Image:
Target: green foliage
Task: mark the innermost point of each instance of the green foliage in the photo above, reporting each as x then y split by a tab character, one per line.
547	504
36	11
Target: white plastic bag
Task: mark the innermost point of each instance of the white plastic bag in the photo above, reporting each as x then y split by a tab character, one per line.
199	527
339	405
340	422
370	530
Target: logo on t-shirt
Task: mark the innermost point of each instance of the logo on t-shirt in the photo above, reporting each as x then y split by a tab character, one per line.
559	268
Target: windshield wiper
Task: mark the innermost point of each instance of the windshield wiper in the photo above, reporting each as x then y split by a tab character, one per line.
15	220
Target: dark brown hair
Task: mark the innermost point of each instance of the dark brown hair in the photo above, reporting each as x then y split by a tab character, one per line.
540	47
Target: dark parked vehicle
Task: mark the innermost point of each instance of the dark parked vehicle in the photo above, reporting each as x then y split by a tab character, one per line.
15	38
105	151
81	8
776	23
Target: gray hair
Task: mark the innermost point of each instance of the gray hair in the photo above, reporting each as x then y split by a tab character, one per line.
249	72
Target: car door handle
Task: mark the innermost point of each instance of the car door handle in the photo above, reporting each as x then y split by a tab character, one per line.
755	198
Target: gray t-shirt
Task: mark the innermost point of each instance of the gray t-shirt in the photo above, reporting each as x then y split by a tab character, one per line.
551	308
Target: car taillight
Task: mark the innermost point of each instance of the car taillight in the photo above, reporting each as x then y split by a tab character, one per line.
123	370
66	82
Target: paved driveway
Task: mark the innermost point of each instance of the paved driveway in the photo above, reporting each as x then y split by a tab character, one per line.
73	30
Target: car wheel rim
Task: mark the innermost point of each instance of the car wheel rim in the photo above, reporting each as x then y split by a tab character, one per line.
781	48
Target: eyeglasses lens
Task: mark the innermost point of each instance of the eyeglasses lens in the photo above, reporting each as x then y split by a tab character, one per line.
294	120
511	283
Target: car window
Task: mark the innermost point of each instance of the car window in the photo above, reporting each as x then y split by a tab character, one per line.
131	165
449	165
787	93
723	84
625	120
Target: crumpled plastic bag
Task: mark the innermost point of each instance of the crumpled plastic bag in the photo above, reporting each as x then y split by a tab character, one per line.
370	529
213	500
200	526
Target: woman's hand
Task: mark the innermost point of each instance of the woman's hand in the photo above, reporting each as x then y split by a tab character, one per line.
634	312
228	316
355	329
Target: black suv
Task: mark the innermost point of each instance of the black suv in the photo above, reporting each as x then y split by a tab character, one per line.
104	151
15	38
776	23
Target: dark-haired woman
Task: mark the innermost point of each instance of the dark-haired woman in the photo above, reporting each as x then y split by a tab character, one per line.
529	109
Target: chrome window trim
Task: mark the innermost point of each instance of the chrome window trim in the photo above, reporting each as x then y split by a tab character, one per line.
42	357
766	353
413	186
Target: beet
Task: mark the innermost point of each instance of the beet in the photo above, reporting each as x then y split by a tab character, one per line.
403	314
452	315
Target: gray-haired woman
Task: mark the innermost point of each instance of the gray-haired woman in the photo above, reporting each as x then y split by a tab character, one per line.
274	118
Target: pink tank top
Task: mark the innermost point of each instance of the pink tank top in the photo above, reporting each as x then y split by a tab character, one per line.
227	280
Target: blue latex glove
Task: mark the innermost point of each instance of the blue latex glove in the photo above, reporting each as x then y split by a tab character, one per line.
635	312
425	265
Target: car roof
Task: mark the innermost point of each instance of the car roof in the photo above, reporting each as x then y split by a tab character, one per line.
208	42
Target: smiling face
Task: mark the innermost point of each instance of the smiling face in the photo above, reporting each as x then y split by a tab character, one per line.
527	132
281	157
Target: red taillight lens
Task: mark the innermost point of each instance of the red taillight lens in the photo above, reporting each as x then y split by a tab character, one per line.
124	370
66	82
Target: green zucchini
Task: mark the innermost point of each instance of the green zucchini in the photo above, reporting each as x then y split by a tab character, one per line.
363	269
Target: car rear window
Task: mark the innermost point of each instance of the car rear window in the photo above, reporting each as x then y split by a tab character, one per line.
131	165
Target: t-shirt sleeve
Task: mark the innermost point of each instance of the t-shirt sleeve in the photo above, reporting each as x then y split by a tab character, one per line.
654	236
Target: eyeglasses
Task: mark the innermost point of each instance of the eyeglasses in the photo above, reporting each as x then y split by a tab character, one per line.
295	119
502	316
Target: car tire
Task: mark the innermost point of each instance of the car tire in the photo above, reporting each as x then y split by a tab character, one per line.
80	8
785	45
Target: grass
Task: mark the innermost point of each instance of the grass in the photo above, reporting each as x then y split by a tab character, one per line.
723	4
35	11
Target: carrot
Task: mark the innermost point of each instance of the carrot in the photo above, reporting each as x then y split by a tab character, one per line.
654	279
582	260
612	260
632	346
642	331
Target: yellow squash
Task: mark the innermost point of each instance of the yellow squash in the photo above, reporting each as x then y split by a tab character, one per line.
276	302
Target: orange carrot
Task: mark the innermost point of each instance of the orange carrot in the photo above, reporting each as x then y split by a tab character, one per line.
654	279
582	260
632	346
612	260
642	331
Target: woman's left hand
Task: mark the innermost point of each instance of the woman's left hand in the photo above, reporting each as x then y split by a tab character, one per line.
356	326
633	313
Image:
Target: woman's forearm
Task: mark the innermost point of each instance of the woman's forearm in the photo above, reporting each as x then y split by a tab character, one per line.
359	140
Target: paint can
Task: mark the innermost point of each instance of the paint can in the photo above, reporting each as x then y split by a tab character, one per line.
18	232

- Short problem -
Reproduce all of the records above word for word, with every line unchanged and in its original order.

- Written solution -
Image:
Target: green foliage
Task: mark the innermost point of each instance of the green foliage in the photo above, reporting each as x then y split by a tab character, one per line.
547	504
36	11
Target: white plastic bag
Task: mark the innermost point of each instance of the white plastic bag in the photo above, reporting each as x then y split by a tab character, one per line.
199	527
339	405
340	422
370	530
Target: logo on t-shirt
Task: mark the innermost point of each instance of the logo on t-shirt in the photo above, reporting each as x then y split by a tab character, one per line.
559	268
Target: windshield wiper
Task: mark the innermost point of each instance of the windshield wiper in the photo above, reporting each as x then y split by a tab character, one per line.
15	220
Target: dark brown hair
Task: mark the innermost point of each instance of the dark brown hair in the photo above, reporting each as x then y split by a tab character, one per line.
540	47
Target: dark parked vehicle
Task: mark the innermost point of each instance of the dark parked vehicle in the photo above, reporting each as x then y split by a tab character, one per line.
15	38
105	151
81	8
776	23
Target: gray hair
Task: mark the innermost point of each instance of the gray hair in the photo above, reporting each as x then y split by a tab character, one per line.
249	72
Target: car door handle
Task: mark the innermost point of each instance of the car door handle in the photo above, reporting each as x then y split by a tab character, one per line.
755	198
Target: gray t-shirt
Task: mark the innermost point of each instance of the gray t-shirt in the photo above, reporting each as x then y split by a tab character, one per line.
551	308
Target: car taillight
Task: mark the innermost point of each instance of the car taillight in the photo above, reporting each as x then y split by a tab character, one per line.
123	370
66	82
Target: paved driveway
Task: mark the innermost point of each instance of the paved driveway in the photo above, reporting each as x then y split by a tab character, one per line.
73	30
Target: car wheel rim
Task: mark the innermost point of each instance of the car wheel rim in the photo above, reporting each as x then y split by a tab character, one per line.
781	48
Target: eyeglasses lens
Task: mark the innermost point of each instance of the eyeglasses lens in the photo above, reporting each as x then y split by a tab character, one per line.
294	120
511	283
Target: car window
Task: mark the innermost point of each instance of the car window in the photo above, reporting each as x then y split by a tab character, one per line.
131	165
449	165
787	93
723	84
625	120
Target: crumpled plastic bag
Task: mark the innermost point of each instance of the crumpled plastic bag in the photo above, reporting each as x then y split by a tab character, one per line.
370	529
213	500
200	526
Target: woman's hand
Task: mark the innermost point of each instance of the woman's hand in the photo above, reporting each as x then y split by a tab character, one per line.
634	312
228	316
355	329
Target: black suv
Task: mark the innermost point of each instance of the black suv in the photo above, reporting each as x then y split by a tab character, one per line.
104	151
15	38
776	23
Target: dark-haired woman
Task: mark the innermost point of each instance of the dark-haired woman in the photo above, reporting each as x then y split by a tab character, one per line.
529	109
Target: chrome window trim
Task: mark the innermost point of each instance of the chrome window trim in the photo above, reporting each as x then y split by a tab character, one per line.
42	357
766	353
413	186
Target: beet
Task: mark the innermost point of each instance of the beet in the photo above, reporting each as x then y split by a tab character, one per line.
403	314
452	315
Target: gray-haired woman
Task: mark the innermost point of each instance of the gray-haired woman in the photo above, reporting each as x then y split by a tab character, one per line.
274	118
Target: pink tank top
Task: mark the innermost point of each instance of the pink tank top in the photo above, reporting each as x then y split by a tab character, one per line.
227	280
Target: blue latex glove
Task: mark the innermost point of each instance of the blue latex glove in the photo above, reporting each as x then y split by a tab character, one per line.
635	312
425	265
Target: car roof
Task: mark the innermost point of each instance of the car roof in the photo above, reporting each as x then y split by a tab character, one per line.
208	42
Target: smiling face
Task: mark the innermost point of each instance of the smiling face in the photo above, reporting each as x then y split by a tab character, one per line.
527	132
281	157
Target: red taillight lens
Task: mark the innermost point of each instance of the red taillight lens in the photo above, reporting each as x then y split by a tab character, one per line.
124	370
66	82
Target: green zucchini
Task: mark the innermost point of each instance of the green zucchini in the photo above, reporting each as x then y split by a tab character, one per line.
363	269
Target: car rear window
Task: mark the innermost point of each instance of the car rear window in the photo above, reporting each as x then y split by a tab character, one per line.
131	165
Target: t-shirt sleeve
Task: mark the innermost point of each instance of the t-shirt sleeve in the photo above, reporting each as x then y split by a tab character, one per line.
654	236
Target: eyeglasses
Task: mark the innermost point of each instance of the eyeglasses in the photo above, reporting each as x then y split by a tab character, one per line.
295	119
502	316
Target: car tire
Task: mark the innermost point of each instance of the car tire in the photo above, reporting each as x then y split by a tab character, one per line.
80	8
785	45
Target: grass
Task: mark the innermost point of each instance of the grass in the photo above, reporting each as x then y split by a tab character, one per line.
723	4
35	11
Target: carrot
Task: mark the innermost point of each instance of the carrot in the photo above, reporting each as x then y split by a tab character, one per line.
654	279
582	260
612	260
632	346
642	331
Target: yellow squash
Task: mark the innermost point of each instance of the yellow squash in the photo above, reporting each as x then y split by a tab character, one per line.
276	302
Target: orange carrot
Task: mark the innermost point of each instance of the orange carrot in the photo above, reporting each as x then y split by a tab character, one per line.
654	279
582	260
632	346
612	260
642	331
Target: woman's left hand
Task: mark the innermost point of each instance of the woman's left hand in the photo above, reporting each as x then y split by a tab character, one per line.
356	326
633	313
Image:
Target: woman's forearm
Task: mark the innermost point of each instance of the woman's forearm in the photo above, reporting each as x then y split by a tab character, one per line.
359	140
Target: paint can
Task: mark the innermost point of each instance of the paint can in the photo above, reporting each as x then y split by a tab character, one per line.
18	232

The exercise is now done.